* **Object pointing dataset rows**:
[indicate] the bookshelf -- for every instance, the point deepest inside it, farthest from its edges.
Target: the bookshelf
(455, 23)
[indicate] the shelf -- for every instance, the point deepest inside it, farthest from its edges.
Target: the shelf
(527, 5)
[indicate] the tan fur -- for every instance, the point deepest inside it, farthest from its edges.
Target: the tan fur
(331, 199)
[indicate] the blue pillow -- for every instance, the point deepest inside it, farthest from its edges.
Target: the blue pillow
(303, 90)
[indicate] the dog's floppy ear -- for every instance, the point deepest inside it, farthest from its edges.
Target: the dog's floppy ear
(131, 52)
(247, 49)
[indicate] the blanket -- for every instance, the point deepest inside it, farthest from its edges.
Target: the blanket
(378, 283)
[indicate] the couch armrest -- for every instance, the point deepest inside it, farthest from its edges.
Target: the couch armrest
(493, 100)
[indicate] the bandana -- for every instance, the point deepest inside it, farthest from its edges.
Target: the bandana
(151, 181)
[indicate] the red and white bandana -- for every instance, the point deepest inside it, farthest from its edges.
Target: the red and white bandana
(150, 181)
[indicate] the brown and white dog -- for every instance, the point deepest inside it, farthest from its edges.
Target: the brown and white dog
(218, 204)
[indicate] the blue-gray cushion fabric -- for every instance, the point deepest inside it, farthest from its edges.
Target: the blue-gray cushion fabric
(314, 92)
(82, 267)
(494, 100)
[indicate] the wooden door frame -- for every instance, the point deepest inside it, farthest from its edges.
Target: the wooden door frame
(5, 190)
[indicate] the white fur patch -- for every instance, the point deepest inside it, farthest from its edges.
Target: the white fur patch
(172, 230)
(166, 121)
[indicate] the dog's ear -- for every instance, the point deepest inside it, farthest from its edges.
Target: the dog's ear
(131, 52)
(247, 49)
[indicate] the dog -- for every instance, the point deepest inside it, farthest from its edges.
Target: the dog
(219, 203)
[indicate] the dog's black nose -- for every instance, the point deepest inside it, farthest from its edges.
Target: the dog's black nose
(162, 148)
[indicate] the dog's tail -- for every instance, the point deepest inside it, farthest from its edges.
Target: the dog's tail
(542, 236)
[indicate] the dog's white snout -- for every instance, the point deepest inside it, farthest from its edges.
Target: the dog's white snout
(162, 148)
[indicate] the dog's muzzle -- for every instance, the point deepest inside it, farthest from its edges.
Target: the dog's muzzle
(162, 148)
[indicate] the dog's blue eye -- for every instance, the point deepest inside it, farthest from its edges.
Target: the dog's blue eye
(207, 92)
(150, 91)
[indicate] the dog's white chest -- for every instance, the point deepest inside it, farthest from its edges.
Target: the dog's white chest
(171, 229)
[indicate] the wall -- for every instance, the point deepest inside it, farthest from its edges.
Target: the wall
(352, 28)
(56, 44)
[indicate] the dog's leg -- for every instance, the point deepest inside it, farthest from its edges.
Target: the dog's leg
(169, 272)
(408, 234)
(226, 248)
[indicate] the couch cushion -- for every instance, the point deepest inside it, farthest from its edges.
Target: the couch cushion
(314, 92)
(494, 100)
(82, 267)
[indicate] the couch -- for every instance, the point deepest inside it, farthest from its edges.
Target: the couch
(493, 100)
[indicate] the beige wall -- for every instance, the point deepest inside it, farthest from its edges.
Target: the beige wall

* **STATED TASK**: Transcribe the entire listing above precisely.

* **RESPONSE BELOW**:
[indicate] the bookshelf -- for every instance, the point deepest inside it, farthest from its edges.
Target: the bookshelf
(455, 23)
[indicate] the shelf -- for every instance, the point deepest inside it, farthest from its edges.
Target: the shelf
(527, 5)
[indicate] the tan fur -- for every instance, the point deepest inside it, farthest from its edges.
Target: the tan fur
(331, 199)
[indicate] the blue pillow -- for every instance, the point deepest inside it, farthest from its edges.
Target: the blue pillow
(303, 90)
[indicate] the dog's floppy ear -- for every instance, the point deepest inside it, farthest from its edges.
Target: the dog's floppy ear
(131, 52)
(247, 49)
[indicate] the blanket -- for every instance, the point deepest inside it, farthest from its edges.
Target: the blanket
(378, 283)
[indicate] the couch armrest -- for every instance, the point deepest inside it, farthest from its edges.
Target: the couch armrest
(493, 100)
[indicate] the bandana -- for every instance, the point deepest inside it, farthest from its edges.
Target: the bandana
(151, 181)
[indicate] the red and white bandana -- for every instance, the point deepest inside it, farthest from its edges.
Target: the red and white bandana
(150, 181)
[indicate] the brown and white dog -- for every instance, the point deepest inside it, farthest from its edges.
Target: the brown and white dog
(218, 204)
[indicate] the blue-gray cushion fabric -- for every instance, the point deepest inside it, farthest from its edges.
Target: the blue-gray cushion fabric
(314, 92)
(82, 267)
(494, 100)
[indicate] the wooden door frame -- for every instance, the point deepest inside it, farthest from its edges.
Target: the wooden door frame
(5, 190)
[indicate] the white fur patch -- for every instance, the point deepest inside it, farthest from its edges.
Target: the white fur patch
(172, 230)
(166, 121)
[indicate] the dog's ear -- for every instance, the point deepest inside it, farthest from its edges.
Target: the dog's ear
(131, 52)
(247, 49)
[indicate] the dog -- for every instance, the point deepest inside it, farthest from its edges.
Target: the dog
(219, 203)
[indicate] the dog's black nose -- for every instance, the point deepest inside it, farthest from its edges.
Target: the dog's black nose
(162, 148)
[indicate] the dog's tail -- for every instance, the point deepest inside it, farthest from its edges.
Target: the dog's tail
(542, 236)
[indicate] the dog's white snout -- for every instance, the point deepest inside it, farthest from its edges.
Target: the dog's white snout
(162, 148)
[indicate] the dog's muzzle -- for every instance, the point deepest inside it, farthest from its edges.
Target: the dog's muzzle
(162, 148)
[indicate] the dog's blue eye -- for every instance, the point deepest inside it, farthest from its edges.
Target: the dog's blue eye
(207, 92)
(150, 91)
[indicate] the dog's white chest -- for every instance, the point deepest inside it, farthest from its edges.
Target: the dog's white chest
(171, 229)
[indicate] the wall -- for every instance, the point deepest inside it, farthest from its edges.
Target: the wall
(352, 28)
(56, 44)
[indicate] the dog's leg -- for every instance, the point deepest inside it, farthest from its edges.
Target: the dog's leg
(169, 272)
(408, 234)
(226, 248)
[indicate] the couch cushion -- for every instance, the point deepest inside it, farthest from its edges.
Target: the couch cushion
(314, 92)
(494, 100)
(82, 267)
[indicate] the couch -- for every instance, the point deepest inside it, farthest from its edges.
Target: the couch
(493, 100)
[indicate] the beige wall -- for every instance, the point deepest inside it, farthest from its edges.
Target: the beige wall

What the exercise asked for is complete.